» TASK STATEMENT
Pull out every line of the items below that contains the word "instance". Case counts.

» GIVEN ENTRIES

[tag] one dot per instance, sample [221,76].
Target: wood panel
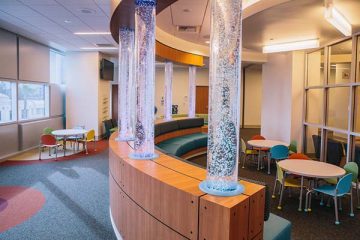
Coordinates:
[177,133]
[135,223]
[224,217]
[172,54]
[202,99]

---

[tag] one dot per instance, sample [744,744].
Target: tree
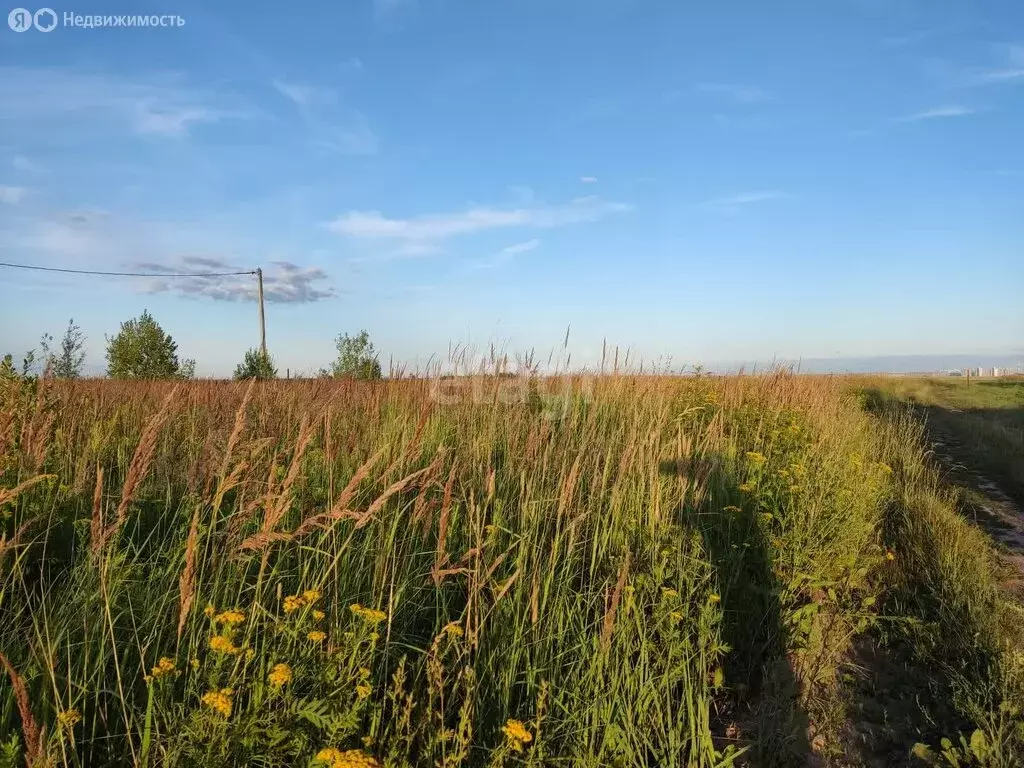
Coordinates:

» ANSWER
[tag] one dot per instance, sample [221,76].
[tag] one dot per instance, sample [744,744].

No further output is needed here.